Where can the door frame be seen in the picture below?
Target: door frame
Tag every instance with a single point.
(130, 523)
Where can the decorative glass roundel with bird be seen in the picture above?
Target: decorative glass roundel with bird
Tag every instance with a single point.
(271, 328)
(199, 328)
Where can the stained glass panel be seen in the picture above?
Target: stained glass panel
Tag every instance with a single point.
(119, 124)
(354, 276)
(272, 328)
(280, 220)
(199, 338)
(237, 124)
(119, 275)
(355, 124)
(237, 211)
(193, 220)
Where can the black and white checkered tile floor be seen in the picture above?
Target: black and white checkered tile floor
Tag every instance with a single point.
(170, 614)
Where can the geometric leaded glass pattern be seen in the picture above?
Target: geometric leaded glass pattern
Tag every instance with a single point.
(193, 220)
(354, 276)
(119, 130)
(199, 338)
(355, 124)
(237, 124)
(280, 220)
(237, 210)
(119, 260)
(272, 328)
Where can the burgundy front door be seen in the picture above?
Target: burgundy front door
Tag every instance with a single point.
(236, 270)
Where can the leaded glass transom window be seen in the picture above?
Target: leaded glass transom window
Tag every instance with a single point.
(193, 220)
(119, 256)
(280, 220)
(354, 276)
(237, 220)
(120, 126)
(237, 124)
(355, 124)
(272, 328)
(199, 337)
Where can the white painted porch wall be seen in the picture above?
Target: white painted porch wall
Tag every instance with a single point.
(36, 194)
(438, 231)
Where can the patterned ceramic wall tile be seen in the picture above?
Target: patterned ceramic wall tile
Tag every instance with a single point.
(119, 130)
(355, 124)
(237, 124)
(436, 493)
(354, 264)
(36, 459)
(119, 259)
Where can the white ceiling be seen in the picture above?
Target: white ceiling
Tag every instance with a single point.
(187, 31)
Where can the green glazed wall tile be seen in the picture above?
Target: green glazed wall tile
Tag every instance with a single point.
________________
● Exercise
Across all the entries, count the lines that contain the string "leaded", and give that number without anything else.

● Result
4